═══ ページ抜粋

世界を恐怖に陥れたり支配を目論む、怪物たちの親玉。主人公が困難を乗り越えて戦いを挑む最後の敵。一言で言えば、とっても強くて悪いラスボス

【勇者】
 
世界を救うために魔王を倒しに行く物語の主人公。なんの文句も言わず、自分を犠牲にして人のために戦える、無私の人。一言でまとめると、むちゃくちゃ性格がいい正義の味方。


「なろう系」というワードに惹かれてこの記事を読み始めたあなたなら、上記のイメージは概ね賛同していただけるのではないかと思います。ではなぜこのようなイメージが、あなたと私の間で共有できるのでしょうか。

記号的役割の意味について

 さて、イメージ共有の謎を解き明かす前に、まず私がタイトルで使用した『記号的』という言葉の意味を説明しておきましょう。

 記号的とは、その言葉を見た瞬間作者と読者である程度情報が共有できるもの、という意味で使用しています。

 さきほどの例で言えば、魔王という言葉を出せばラスボス的イメージ、勇者なら主人公でいい人的イメージが記号的・・・にある、ということですね。

 何を当然のことを言ってるんだコイツは・・・とあなたは思うかもしれません。しかし小説などの文字メディアにおいて、説明もなしにイメージを共有できる特殊な言葉はありません。どういうことでしょうか。

 これが漫画だとビジュアルがあるので「悪そう」だったり、「強そう」だったりがパッと見ただけで判断できます(それでもキャラクターの存在だったり背景には説明が必要ですが)。

 ところが小説では、犬や猫、空や大地などの記号的・・・に意味が付与された一般的な言葉以外、例えば『ス○イラブハリケーン』や『○斗神拳』など、その作品内での特殊な言葉は説明がないと読者と共有できないわけです。

 そして魔王や勇者は、ある時点まで確実に記号的役割を担うことができない特殊な言葉だったのです。ではなぜ共有できるのでしょうか。ようやく先ほど問いかけた答えを示す時がきました。

ドラクエⅢが果たした功績

 結論から申し上げると、魔王と勇者についてはドラゴンクエストⅢというゲームが果たした功績が大きいと考えます。

ドラゴンクエストⅢとは

 ここでドラゴンクエストⅢがどのようなゲームか知らない若い読者のために、概要を示しておきましょう。

 ドラゴンクエストは、本格的コンピューターRPGとしてヒットしたファミコンのソフトです。当時はカセットと呼ばれるカートリッジを、ファミコン本体に挿してソフトを認識させる方式でした(なつかしい)。

 ドラゴンクエストシリーズの中でもⅢは、社会現象にもなった異例のヒット作。おもちゃ屋や電気店には行列ができ、ゲームソフトを買うために学校を休んだり、購入した帰り道にカツアゲされる被害者まで出たことがニュースになるなど、はじめてゲームが一般の番組でも話題として取り上げられたほど、影響力の強いソフトでした。雑調べですが、販売本数380万本という、当時としては化け物的売上を記録しています。

 ドラゴンクエストⅢ(通称ドラクエⅢ)について詳しく知りたい方は、Wikipediaをご覧ください。

══════

#### 演習 A
ページ抜粋では、ドラゴンクエストⅢの販売本数は何本とされていますか。

═══ 表示情報

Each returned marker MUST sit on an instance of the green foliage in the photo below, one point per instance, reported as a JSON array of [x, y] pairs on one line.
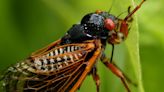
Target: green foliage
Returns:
[[27, 25]]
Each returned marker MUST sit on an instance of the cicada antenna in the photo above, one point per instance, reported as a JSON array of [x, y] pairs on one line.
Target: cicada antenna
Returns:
[[135, 9]]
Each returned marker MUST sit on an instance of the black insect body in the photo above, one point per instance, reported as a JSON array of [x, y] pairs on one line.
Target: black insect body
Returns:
[[63, 65]]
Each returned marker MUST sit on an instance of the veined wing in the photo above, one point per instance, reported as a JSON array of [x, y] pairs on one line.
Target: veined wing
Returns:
[[53, 70]]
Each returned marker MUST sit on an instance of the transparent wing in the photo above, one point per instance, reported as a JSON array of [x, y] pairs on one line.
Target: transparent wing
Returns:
[[49, 69]]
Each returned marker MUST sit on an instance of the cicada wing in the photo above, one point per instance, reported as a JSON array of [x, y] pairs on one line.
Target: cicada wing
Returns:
[[50, 72]]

══════

#### 演習 B
記録のうち「the cicada wing」を含む行から記録の末尾までを、両端を含めて「番号」と「行」の二列からなるMarkdownの表に整理してください。空行は除きます。

#### 解答 A
380万本です。

#### 解答 B
| 番号 | 行 |
|---|---|
| 1 | Each returned marker MUST sit on an instance of the cicada wing in the photo above, one point per instance, reported as a JSON array of [x, y] pairs on one line. |
| 2 | Target: cicada wing |
| 3 | Returns: |
| 4 | [[50, 72]] |